# START OF Data supplied

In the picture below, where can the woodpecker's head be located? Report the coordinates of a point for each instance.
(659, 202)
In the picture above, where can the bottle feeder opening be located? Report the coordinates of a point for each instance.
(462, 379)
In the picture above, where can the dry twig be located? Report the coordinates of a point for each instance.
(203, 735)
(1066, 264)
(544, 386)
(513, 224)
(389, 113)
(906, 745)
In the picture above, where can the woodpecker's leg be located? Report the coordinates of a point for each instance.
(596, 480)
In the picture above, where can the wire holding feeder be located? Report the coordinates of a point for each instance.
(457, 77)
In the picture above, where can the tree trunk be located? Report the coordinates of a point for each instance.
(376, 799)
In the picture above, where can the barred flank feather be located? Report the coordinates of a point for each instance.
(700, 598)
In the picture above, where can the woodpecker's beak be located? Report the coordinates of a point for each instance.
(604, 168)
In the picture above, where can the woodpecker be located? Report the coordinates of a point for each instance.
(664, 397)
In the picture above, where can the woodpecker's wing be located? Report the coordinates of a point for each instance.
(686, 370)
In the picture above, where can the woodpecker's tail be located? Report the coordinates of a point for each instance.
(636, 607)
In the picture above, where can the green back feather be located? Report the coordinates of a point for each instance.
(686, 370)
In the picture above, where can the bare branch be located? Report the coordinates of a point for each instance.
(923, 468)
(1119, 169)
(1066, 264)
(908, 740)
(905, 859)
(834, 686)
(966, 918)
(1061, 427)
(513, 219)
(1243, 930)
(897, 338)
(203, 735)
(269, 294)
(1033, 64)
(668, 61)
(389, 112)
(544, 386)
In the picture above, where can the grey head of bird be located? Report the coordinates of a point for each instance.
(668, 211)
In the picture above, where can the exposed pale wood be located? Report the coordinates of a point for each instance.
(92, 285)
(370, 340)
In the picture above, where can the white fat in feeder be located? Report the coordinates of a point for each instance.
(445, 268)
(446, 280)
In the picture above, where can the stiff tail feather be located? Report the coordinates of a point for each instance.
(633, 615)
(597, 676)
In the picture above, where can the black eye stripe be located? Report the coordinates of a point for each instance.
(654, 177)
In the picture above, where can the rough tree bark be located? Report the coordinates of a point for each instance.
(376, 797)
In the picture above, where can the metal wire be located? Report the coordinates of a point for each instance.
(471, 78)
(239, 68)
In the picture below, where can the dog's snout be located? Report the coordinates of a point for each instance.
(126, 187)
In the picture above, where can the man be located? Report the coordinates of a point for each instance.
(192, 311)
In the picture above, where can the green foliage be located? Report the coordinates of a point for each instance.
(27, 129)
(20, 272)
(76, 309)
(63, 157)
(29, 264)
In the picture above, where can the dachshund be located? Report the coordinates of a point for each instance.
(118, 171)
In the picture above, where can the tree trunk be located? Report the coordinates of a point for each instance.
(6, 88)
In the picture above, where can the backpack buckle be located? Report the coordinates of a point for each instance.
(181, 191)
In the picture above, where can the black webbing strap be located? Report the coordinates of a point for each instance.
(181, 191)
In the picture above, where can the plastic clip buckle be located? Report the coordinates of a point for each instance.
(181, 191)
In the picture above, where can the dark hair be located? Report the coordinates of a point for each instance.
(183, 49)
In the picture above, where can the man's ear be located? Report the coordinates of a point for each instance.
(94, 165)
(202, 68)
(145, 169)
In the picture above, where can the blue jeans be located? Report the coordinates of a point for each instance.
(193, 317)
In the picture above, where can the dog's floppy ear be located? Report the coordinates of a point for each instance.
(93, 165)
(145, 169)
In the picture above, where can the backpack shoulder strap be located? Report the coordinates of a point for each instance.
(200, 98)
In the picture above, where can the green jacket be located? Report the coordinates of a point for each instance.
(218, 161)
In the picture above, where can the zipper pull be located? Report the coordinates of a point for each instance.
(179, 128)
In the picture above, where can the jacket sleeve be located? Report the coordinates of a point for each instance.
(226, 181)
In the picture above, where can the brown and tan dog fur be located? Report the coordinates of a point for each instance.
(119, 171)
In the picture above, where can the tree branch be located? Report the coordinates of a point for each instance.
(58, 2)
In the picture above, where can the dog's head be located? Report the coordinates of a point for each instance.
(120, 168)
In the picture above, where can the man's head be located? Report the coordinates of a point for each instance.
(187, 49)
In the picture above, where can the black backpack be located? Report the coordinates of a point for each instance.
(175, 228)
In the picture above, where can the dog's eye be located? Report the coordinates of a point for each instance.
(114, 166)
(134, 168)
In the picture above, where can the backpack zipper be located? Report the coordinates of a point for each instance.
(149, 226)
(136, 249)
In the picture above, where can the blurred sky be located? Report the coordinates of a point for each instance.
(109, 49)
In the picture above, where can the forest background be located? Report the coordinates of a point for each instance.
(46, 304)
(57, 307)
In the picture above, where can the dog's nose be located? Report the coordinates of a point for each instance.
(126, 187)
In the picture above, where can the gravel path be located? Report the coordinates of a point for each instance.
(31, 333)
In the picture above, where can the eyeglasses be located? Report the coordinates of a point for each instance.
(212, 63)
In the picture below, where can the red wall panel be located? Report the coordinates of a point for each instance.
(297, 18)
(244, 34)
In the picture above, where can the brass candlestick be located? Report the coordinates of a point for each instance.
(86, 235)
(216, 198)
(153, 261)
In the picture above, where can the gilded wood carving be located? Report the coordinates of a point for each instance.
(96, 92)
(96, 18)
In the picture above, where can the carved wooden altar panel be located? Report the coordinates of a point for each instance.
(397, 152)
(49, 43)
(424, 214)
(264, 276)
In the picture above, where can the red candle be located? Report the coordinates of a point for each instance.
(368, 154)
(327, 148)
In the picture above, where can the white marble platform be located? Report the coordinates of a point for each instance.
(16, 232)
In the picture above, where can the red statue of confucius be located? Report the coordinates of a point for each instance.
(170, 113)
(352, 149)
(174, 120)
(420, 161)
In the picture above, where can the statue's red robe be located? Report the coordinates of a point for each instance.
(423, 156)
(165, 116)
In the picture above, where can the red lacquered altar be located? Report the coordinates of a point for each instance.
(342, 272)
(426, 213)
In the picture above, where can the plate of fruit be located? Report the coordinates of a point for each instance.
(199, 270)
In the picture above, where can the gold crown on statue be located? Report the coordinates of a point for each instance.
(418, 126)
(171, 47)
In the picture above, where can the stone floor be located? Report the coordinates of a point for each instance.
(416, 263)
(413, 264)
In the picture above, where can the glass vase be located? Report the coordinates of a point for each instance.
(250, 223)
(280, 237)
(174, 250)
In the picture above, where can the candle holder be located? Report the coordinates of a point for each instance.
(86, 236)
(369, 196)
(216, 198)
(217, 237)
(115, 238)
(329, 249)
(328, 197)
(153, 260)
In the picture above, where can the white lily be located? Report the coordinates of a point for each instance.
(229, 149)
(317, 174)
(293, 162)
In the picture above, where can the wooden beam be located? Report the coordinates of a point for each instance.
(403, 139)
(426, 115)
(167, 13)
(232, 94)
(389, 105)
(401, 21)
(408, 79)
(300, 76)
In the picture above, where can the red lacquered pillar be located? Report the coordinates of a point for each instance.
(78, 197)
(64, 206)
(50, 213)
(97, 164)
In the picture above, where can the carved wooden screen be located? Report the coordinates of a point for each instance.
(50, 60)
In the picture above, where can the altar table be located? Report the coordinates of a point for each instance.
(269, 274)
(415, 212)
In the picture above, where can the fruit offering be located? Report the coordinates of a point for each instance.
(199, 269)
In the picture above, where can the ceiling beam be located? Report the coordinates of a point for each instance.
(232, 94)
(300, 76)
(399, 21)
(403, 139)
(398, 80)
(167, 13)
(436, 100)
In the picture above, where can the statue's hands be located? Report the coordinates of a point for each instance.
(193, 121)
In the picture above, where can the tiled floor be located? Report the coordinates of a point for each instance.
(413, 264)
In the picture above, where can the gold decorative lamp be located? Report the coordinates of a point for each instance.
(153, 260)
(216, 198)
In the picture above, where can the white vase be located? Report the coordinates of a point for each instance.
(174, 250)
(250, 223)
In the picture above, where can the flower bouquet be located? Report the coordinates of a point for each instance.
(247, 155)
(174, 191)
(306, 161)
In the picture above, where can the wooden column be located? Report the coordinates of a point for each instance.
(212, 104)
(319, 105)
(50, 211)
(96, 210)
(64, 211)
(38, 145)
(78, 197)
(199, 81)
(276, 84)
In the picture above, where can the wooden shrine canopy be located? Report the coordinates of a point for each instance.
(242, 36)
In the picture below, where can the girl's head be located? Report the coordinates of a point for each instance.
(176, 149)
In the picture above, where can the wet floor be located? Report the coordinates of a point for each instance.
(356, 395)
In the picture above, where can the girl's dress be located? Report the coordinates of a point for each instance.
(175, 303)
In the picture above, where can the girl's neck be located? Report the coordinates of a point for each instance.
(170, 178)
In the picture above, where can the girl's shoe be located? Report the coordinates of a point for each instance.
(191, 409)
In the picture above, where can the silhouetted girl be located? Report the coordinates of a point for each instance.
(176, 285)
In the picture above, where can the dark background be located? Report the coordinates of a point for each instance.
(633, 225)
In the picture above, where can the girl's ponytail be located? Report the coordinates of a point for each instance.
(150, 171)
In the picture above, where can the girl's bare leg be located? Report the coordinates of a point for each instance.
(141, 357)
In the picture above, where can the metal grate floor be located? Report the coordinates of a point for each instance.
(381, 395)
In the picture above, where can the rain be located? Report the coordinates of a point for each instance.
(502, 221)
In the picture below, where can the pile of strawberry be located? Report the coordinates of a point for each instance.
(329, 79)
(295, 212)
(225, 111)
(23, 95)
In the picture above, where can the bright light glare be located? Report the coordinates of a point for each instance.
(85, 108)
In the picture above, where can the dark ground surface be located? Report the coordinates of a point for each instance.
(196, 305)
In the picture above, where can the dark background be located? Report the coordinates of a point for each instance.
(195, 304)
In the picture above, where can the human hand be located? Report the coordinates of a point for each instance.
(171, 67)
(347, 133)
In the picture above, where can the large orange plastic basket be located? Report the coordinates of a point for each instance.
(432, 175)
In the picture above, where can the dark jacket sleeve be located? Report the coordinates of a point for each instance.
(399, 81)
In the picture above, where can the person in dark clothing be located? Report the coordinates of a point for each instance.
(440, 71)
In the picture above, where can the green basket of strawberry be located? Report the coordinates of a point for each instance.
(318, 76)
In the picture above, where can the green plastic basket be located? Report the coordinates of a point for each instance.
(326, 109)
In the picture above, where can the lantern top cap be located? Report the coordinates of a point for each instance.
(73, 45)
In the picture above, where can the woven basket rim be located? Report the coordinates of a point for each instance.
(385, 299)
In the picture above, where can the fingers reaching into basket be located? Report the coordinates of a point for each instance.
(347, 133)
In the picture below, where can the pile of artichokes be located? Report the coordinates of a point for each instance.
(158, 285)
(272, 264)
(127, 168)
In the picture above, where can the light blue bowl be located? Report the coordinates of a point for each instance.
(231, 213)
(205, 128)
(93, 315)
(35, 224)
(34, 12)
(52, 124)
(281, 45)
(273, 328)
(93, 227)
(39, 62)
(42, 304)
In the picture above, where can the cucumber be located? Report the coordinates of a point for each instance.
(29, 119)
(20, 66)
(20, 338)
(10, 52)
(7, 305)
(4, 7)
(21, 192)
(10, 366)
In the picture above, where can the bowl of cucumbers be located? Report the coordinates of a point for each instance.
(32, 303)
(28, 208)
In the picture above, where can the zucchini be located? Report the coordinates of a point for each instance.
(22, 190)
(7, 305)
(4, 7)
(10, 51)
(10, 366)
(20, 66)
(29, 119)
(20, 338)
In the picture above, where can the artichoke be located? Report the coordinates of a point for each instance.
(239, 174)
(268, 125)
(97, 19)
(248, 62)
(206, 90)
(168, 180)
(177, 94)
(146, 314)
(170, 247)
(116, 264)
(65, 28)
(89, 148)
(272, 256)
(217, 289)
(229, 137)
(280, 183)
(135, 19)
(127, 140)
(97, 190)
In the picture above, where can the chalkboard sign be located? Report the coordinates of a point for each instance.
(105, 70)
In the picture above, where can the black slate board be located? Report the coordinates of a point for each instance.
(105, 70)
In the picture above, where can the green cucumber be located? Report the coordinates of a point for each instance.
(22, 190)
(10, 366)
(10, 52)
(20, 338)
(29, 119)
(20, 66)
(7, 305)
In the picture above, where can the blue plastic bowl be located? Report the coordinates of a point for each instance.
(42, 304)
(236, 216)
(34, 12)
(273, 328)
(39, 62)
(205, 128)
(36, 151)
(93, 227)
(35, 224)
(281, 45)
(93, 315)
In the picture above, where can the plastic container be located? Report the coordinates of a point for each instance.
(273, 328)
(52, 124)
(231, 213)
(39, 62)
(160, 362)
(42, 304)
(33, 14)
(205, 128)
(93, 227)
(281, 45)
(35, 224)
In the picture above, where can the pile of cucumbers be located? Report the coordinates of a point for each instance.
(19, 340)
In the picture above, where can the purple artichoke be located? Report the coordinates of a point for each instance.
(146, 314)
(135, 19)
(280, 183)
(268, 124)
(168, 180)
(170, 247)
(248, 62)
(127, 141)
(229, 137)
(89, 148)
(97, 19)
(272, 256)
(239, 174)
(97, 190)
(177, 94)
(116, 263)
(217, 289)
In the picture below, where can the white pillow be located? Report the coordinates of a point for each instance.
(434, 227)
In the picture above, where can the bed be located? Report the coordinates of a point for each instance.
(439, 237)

# END OF Data supplied

Every line from the one containing "In the picture above, where can the plastic container" through the end of the data must be repeated exactly, and no other line.

▶ [Final result]:
In the picture above, where can the plastic container be located? Report the coordinates of a point for each instance.
(273, 328)
(52, 124)
(231, 213)
(39, 62)
(160, 362)
(42, 304)
(33, 14)
(205, 128)
(93, 227)
(281, 45)
(35, 224)
In the picture above, where can the pile of cucumbers be located? Report the coordinates of a point for each instance.
(19, 340)
In the picture above, where can the purple artichoke be located? Report the coordinates of a point for each instance.
(146, 314)
(135, 19)
(280, 183)
(268, 124)
(168, 180)
(170, 247)
(248, 62)
(127, 141)
(229, 137)
(89, 148)
(97, 19)
(272, 256)
(239, 174)
(97, 190)
(177, 94)
(116, 263)
(217, 289)
In the picture below, where can the white pillow be located? Report the coordinates of a point for each instance.
(434, 227)
In the picture above, where can the bed be located? Report the coordinates of a point for each instance.
(439, 237)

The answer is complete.